= PROBLEM STATEMENT =
Rewrite the items below with every "point out" changed to "mark" and all else left as is. Leave the pictures out of your answer.

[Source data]
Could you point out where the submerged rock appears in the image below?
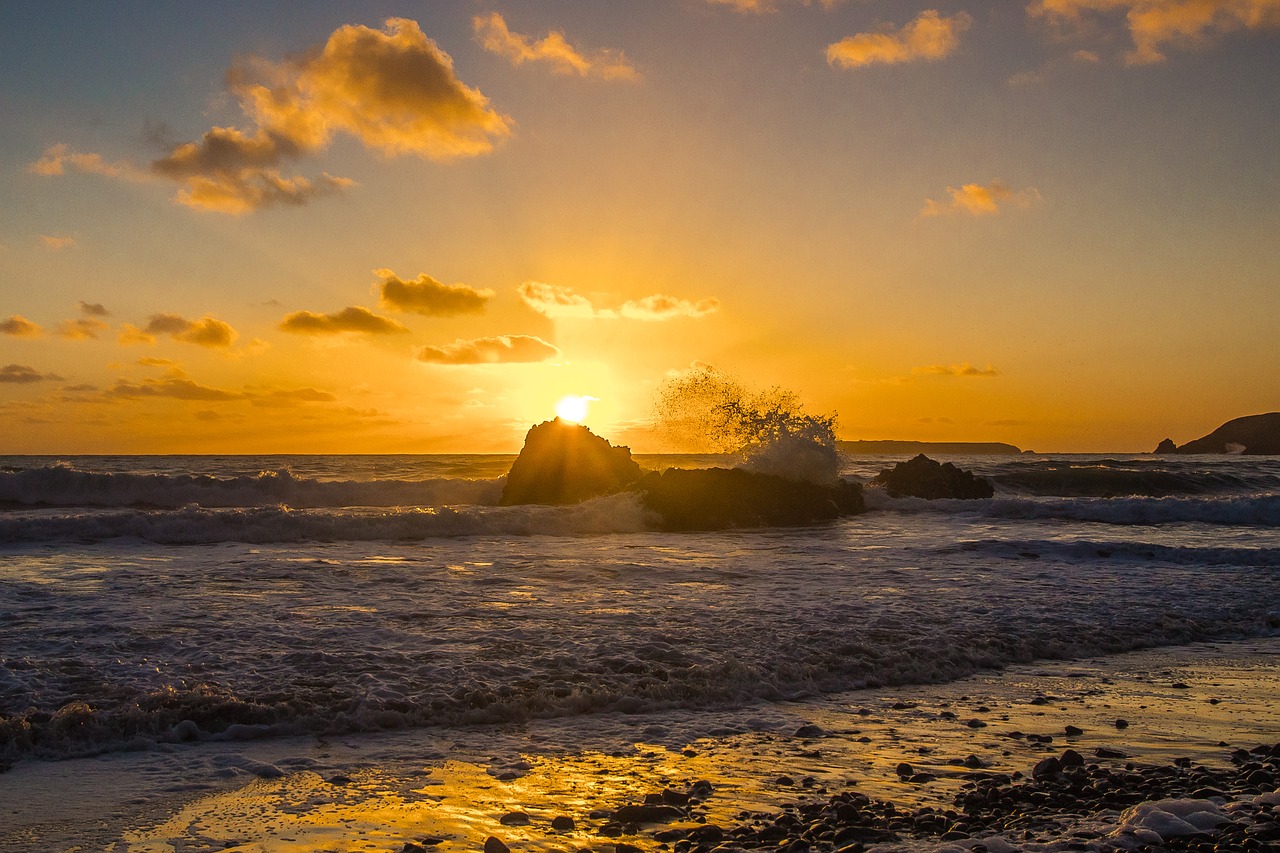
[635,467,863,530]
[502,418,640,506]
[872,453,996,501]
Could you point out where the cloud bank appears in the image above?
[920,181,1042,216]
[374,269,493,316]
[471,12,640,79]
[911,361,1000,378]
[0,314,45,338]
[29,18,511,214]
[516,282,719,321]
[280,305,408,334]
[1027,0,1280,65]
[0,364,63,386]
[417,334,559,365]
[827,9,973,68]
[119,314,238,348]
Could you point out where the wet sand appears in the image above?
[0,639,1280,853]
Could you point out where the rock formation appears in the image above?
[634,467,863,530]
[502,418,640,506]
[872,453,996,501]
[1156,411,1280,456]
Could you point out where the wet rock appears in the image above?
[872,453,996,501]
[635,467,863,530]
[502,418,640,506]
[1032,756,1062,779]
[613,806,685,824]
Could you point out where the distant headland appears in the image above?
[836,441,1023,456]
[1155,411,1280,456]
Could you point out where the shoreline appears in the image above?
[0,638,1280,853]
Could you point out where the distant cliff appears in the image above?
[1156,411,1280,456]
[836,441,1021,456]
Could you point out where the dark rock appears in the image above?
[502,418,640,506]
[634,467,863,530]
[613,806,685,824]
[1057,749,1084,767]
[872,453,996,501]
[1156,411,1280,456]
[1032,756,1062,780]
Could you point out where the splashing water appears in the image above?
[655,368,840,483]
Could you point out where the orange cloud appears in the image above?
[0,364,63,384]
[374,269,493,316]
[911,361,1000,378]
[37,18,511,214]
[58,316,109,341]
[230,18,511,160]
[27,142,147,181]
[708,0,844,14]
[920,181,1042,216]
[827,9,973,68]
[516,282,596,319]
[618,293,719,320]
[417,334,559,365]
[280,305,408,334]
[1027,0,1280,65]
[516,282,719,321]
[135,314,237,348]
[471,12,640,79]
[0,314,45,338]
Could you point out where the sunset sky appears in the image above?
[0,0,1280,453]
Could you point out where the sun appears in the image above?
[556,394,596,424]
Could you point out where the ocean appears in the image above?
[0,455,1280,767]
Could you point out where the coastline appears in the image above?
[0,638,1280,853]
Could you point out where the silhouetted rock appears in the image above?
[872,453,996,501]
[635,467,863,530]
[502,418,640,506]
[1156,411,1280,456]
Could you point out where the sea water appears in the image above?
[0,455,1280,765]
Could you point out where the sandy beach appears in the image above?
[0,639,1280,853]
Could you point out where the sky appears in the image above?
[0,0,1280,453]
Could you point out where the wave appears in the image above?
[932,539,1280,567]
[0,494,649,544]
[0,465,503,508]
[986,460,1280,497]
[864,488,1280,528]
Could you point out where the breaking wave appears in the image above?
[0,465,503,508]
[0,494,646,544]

= EXERCISE OUTPUT =
Could you mark where the submerged rock appears in the image below?
[635,467,863,530]
[502,418,640,506]
[872,453,996,501]
Could you mark where the cloud bank appears in the image above?
[920,181,1042,216]
[374,269,493,316]
[471,12,640,79]
[911,361,1000,378]
[0,314,45,338]
[29,18,511,214]
[516,282,719,321]
[280,305,408,334]
[1027,0,1280,65]
[0,364,63,386]
[417,334,559,365]
[827,9,973,68]
[119,314,238,348]
Could you mark where the wet sand appears in the image above?
[0,639,1280,853]
Could you mark where the rock formation appears in the image above?
[634,467,863,530]
[502,418,640,506]
[872,453,996,501]
[1156,411,1280,456]
Could you mark where the wet rock appears in the image above?
[872,453,996,501]
[635,467,863,530]
[502,418,640,506]
[1032,756,1062,779]
[613,806,685,824]
Could you mark where the distant headland appears in the image above?
[836,441,1023,456]
[1155,411,1280,456]
Could you mark where the shoreline appears in the image above?
[0,638,1280,853]
Could you mark where the distant cliff appears in the image above?
[1156,411,1280,456]
[836,441,1021,456]
Could you mark where the dark rock appears in the image above?
[502,418,640,506]
[634,467,863,530]
[613,806,685,824]
[1057,749,1084,767]
[872,453,996,501]
[1156,411,1280,456]
[1032,756,1062,780]
Could you mark where the splashing water appears in the image above?
[655,368,840,483]
Could you mark where the orange cloud appears in the image above?
[0,364,63,384]
[374,269,493,316]
[911,361,1000,378]
[37,18,511,214]
[58,316,109,341]
[230,18,511,160]
[27,142,147,181]
[708,0,844,14]
[920,181,1042,216]
[827,9,973,68]
[516,282,596,319]
[618,293,719,320]
[417,334,559,365]
[280,305,408,334]
[1027,0,1280,65]
[516,282,719,321]
[135,314,237,348]
[471,12,640,79]
[0,314,45,338]
Could you mark where the sunset sky appears in the image above?
[0,0,1280,453]
Could you mark where the sun appears in the image above?
[556,394,596,424]
Could you mark where the ocean appears in the image above?
[0,455,1280,767]
Could you mark where the coastline appears in the image above?
[0,638,1280,853]
Could you mark where the silhouetted rock appears in the image above?
[872,453,996,501]
[635,467,863,530]
[502,418,640,506]
[1156,411,1280,456]
Could you mark where the sea water appears in the image above?
[0,455,1280,765]
Could you mark where the sandy beach appears in the image above?
[0,639,1280,853]
Could you mark where the sky appears in the image above?
[0,0,1280,453]
Could you mark where the wave appears in the image above?
[932,539,1280,567]
[0,494,649,544]
[0,465,503,508]
[986,460,1280,497]
[864,488,1280,528]
Could you mark where the breaking wave appears in the image above?
[0,465,503,508]
[0,494,646,544]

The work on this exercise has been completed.